Nicholas Nixon fotografou as irmãs Brown todos os anos desde 1975: mas é muito mais o que vemos em Cascais
As irmãs Brown em 1975
Nicholas Nixon. Coleções Fundación MAPFRE
Mais de 200 fotografias desde 1974 a 2022 compõem a exposição do fotógrafo norte-americano, patente no Centro Cultural de Cascais até fevereiro de 2025. As pessoas são o centro do trabalho de Nixon, como mostra ao acompanhar a fase final da vida de idosos em lares ou de pessoas com sida. Pela primeira vez em Portugal, a série das irmãs Brown é apresentada na íntegra
Qualquer fotografia retrata aquilo que se vê, mas algumas conseguem mais do que isso: transmitir emoções, sentimentos, vivências. Captar o que existe para lá do visível é um dos dons de Nicholas Nixon, fotógrafo nascido em 1947 e um dos mais reconhecidos a nível global. Uma grande retrospetiva da obra do norte-americano está em Portugal até fevereiro do próximo ano. A partir da coleção da Fundação Mapfre, o primeiro piso do Centro Cultural de Cascais acolhe uma exposição com mais de 200 fotografias.
Tudo começa em 1974, com vistas de prédios e ruas de Boston e Nova Iorque, cuja nitidez é proporcionada pela utilização de câmaras de grande formato. Nixon regressa aos telhados das cidades no princípio dos anos 2000: todo o trabalho está organizado por séries e é habitual voltar a fotografar certos temas, quase sempre com uma “componente social importante”, aponta ao Expresso o curador Carlos Gollonet. Tanto as questões sociais como a passagem do tempo são “centrais e recorrentes em toda a sua carreira”.

Dados extraídos de uma coleção:
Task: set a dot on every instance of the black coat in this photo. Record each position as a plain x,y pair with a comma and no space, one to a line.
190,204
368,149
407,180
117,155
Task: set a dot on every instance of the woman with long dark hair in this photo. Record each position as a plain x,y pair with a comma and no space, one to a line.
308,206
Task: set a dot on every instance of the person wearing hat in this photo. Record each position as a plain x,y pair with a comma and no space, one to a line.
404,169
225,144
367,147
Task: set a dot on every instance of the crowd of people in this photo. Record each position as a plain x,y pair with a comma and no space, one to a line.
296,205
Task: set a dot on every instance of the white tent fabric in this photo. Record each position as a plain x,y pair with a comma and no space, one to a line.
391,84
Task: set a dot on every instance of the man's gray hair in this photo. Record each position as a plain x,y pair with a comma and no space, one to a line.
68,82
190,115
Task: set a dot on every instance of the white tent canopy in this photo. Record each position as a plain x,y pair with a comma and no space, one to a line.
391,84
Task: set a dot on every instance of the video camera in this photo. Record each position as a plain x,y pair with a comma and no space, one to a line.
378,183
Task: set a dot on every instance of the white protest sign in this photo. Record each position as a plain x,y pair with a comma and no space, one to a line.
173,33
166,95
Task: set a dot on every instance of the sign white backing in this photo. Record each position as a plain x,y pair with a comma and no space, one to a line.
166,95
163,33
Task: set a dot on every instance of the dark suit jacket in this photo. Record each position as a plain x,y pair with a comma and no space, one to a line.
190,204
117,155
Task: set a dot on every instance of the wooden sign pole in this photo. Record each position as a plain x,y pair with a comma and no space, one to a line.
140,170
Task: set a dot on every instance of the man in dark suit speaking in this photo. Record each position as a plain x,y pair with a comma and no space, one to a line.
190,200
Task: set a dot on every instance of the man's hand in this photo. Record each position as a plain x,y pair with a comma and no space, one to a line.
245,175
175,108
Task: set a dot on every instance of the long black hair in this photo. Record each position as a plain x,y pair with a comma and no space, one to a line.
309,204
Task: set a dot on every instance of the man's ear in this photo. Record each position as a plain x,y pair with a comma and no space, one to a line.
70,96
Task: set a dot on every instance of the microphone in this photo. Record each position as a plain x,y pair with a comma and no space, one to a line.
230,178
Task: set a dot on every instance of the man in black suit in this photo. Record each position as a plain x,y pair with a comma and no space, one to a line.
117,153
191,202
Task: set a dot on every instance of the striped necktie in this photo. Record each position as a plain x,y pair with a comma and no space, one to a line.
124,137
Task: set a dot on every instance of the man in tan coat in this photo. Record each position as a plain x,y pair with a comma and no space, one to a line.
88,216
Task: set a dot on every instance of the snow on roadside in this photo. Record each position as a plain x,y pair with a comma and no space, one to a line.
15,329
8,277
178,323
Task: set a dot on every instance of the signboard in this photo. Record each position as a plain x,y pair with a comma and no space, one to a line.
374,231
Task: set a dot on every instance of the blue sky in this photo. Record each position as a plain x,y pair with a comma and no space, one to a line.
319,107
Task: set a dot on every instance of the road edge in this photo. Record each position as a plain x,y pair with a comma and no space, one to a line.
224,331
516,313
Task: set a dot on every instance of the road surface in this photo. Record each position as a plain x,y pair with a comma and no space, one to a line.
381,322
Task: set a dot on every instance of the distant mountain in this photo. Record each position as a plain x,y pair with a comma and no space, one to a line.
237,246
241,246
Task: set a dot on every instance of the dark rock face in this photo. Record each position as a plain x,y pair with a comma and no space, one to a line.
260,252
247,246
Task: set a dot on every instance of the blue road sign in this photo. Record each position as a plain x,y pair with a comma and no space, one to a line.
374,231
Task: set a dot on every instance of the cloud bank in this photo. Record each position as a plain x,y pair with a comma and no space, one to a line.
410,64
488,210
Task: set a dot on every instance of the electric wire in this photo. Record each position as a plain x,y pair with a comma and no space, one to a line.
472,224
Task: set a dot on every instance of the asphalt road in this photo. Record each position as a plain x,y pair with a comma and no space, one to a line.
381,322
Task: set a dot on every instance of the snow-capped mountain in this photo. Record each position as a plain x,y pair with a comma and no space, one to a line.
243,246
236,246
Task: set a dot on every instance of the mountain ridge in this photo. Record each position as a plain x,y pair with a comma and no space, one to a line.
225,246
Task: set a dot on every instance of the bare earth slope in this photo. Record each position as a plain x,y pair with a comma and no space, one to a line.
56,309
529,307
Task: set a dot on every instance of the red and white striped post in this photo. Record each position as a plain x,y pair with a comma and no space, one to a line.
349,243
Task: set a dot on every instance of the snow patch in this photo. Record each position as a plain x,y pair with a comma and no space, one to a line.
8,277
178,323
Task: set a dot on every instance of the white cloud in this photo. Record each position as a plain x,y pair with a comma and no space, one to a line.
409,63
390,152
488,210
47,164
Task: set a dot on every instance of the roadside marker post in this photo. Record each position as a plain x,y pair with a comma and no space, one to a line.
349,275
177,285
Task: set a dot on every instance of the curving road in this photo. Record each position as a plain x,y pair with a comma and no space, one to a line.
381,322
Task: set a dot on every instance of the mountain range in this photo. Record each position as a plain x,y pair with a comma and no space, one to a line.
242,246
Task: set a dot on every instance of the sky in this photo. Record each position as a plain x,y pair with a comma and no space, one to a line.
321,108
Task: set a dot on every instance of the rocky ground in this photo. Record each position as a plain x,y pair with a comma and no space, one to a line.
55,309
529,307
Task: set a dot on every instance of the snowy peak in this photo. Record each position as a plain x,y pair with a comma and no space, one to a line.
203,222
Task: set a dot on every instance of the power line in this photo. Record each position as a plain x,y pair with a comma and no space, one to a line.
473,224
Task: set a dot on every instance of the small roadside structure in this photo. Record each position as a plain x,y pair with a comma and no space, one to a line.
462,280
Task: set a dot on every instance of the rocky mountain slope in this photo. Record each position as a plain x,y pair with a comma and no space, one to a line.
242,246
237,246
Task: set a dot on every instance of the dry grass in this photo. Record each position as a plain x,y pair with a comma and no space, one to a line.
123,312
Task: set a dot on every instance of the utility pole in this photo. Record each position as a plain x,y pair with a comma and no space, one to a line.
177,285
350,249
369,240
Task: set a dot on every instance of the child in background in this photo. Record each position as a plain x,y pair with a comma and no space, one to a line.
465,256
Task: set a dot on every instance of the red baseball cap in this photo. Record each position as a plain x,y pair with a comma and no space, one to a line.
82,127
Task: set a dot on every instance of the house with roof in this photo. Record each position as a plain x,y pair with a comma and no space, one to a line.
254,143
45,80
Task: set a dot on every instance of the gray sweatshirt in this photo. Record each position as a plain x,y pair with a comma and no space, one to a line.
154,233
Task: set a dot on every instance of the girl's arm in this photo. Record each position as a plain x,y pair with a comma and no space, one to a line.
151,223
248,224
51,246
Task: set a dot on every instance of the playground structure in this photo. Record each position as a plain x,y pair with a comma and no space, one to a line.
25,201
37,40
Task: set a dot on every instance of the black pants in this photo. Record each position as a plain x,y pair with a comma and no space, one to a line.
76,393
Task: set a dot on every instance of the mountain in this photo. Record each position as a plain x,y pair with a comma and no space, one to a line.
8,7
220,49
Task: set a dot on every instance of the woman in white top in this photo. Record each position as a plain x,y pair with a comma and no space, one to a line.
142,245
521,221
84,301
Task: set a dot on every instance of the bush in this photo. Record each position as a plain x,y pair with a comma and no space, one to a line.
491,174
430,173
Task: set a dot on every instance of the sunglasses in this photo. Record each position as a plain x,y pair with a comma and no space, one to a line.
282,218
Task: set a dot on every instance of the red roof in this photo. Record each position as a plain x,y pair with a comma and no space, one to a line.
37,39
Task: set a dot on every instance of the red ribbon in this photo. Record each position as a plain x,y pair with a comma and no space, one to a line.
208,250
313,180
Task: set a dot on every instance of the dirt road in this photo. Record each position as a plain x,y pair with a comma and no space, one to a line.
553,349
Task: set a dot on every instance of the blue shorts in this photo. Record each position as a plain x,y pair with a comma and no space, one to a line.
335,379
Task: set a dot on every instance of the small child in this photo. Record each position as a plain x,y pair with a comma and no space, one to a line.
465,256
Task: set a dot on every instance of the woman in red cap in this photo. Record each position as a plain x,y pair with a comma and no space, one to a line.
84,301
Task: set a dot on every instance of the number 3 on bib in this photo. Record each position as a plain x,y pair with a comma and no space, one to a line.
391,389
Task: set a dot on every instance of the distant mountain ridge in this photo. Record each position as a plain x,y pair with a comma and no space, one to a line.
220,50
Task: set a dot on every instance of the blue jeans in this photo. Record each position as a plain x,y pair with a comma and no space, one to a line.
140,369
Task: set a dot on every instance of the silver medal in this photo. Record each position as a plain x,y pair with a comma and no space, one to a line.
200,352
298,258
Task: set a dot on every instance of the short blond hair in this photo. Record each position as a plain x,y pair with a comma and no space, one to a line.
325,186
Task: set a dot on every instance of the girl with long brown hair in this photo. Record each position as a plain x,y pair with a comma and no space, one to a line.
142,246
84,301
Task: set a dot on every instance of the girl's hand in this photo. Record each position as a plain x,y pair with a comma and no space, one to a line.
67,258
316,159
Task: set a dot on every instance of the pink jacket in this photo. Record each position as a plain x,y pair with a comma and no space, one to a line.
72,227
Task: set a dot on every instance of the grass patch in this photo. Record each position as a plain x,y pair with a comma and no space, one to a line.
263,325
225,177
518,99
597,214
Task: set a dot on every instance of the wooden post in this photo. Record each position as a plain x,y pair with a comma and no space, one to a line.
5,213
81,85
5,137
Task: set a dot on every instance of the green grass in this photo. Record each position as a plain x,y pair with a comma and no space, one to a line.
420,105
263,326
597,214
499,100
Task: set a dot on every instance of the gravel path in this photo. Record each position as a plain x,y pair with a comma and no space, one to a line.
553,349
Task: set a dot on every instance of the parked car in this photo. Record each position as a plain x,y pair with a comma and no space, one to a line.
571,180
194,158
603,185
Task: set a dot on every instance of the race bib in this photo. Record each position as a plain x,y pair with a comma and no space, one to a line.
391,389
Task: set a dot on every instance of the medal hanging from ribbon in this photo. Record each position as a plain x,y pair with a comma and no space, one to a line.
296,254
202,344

[Tarefa proposta]
Traduza para inglês esta frase do texto sobre Nicholas Nixon: "Tudo começa em 1974, com vistas de prédios e ruas de Boston e Nova Iorque, cuja nitidez é proporcionada pela utilização de câmaras de grande formato." O material não tem qualquer papel neste exercício.

[Resolução]
It all begins in 1974, with views of buildings and streets in Boston and New York, whose sharpness comes from the use of large-format cameras.